▶ Problem A
In the forum thread about finding cooks, what city was the pastry chef from when the first poster worked in Chicago?
▶ Problem B
Reproduce word for word the passage of the forum thread about finding cooks starting at "## spoiledbroth (Jun" and ending at "ceiling is limited.".

▶ Document text

All great advice above, so I'll add that being in the Midwest like myself, you might of had some cooks from Cleveland move to Chicago or New York for work or school and could be interested in moving back. When I worked in Chicago our pastry chef was from Cleveland and was looking to move back. Might be worth posting on those cities job boards also


----------



## spoiledbroth (Jun 2, 2016)

panda said:


> there's guys that do it for a pay check, they'll get the job done, but none will go the extra mile.
> there's the old vets that just want to cook and not handle any responsibility, they're your workhorses, but their ceiling is limited.
> then you have the youngsters, who don't know squat or have any awareness. some are eager to learn, but most are just dead weight.
> sometimes you'll meet middle aged folk who go through a career crisis and decide they want to give up their office job and try their luck with something they have a passion for (such as cooking) so they already have experience cooking, just not a professional setting. they normally have some talent and can learn, but most of them time they get burnt out pretty quickly and go back to their old careers.
> ...


well put


----------



## dizzle (Jun 5, 2016)

as others have mentioned, the industry is changing and new methods for finding cooks are needed. i definitely think that building a good relationship with a culinary school is a good idea. regardless of whether you think culinary school is necessary or not, they are popular and young people are enrolling. its on the chef to find the talent in those pools and cultivate it before someone else does.


----------

▶ Source material
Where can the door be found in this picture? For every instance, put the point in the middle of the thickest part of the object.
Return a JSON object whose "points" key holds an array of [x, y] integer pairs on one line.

▶ Written answer A
Cleveland

▶ Written answer B
## spoiledbroth (Jun 2, 2016)

panda said:


> there's guys that do it for a pay check, they'll get the job done, but none will go the extra mile.
> there's the old vets that just want to cook and not handle any responsibility, they're your workhorses, but their ceiling is limited.